◆ Problem to solve ◆
Copy out and return the lines from the one holding "Please point out the eyebrow" to the end of the listing below, both included, omitting the pictures.

◆ Input ◆

# # #

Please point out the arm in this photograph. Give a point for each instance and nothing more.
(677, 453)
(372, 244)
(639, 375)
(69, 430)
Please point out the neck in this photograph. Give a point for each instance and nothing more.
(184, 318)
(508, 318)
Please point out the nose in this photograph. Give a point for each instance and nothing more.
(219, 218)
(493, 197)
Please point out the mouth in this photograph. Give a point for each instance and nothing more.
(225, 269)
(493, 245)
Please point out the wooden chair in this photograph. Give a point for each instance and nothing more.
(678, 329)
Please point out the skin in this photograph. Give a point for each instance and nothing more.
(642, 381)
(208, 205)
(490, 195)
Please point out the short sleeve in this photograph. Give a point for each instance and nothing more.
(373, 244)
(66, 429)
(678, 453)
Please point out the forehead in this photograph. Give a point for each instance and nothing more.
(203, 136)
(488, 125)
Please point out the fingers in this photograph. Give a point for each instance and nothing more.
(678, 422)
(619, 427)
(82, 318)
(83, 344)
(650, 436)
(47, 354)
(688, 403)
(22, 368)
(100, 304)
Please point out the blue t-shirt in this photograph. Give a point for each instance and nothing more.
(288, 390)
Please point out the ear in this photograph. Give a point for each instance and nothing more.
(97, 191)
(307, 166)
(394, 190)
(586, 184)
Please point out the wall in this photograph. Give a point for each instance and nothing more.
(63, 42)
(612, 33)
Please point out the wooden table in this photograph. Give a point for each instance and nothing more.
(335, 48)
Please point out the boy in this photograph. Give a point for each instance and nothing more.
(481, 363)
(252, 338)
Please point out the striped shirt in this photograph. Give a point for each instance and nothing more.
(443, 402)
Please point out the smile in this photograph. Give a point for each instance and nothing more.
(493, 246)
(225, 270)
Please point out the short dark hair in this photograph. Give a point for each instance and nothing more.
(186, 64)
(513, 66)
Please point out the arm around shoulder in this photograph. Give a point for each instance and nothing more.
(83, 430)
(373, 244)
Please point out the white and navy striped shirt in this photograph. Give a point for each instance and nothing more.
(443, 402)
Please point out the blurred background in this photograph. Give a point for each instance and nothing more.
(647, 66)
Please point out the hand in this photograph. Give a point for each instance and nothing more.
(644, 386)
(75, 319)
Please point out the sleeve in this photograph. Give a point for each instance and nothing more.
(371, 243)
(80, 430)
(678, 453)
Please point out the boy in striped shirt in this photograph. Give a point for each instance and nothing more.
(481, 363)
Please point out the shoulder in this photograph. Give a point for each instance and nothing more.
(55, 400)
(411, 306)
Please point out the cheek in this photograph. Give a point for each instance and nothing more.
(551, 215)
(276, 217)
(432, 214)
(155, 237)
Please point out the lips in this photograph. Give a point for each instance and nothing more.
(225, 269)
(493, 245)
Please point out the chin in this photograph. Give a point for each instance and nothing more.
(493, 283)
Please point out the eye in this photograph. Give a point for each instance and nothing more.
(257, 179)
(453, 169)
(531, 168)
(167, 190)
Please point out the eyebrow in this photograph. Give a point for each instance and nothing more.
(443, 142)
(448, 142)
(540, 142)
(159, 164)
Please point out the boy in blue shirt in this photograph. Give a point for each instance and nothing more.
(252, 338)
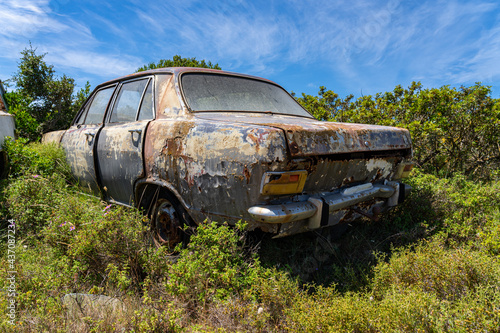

# # #

◆ Exercise answer ◆
Please point out the eyebrow in this photograph. Give a point for each instance and nothing more.
(443, 142)
(448, 142)
(540, 142)
(159, 164)
Please point out the boy in blue shirt in this photograph. Give a point for each instance and nothing more.
(252, 338)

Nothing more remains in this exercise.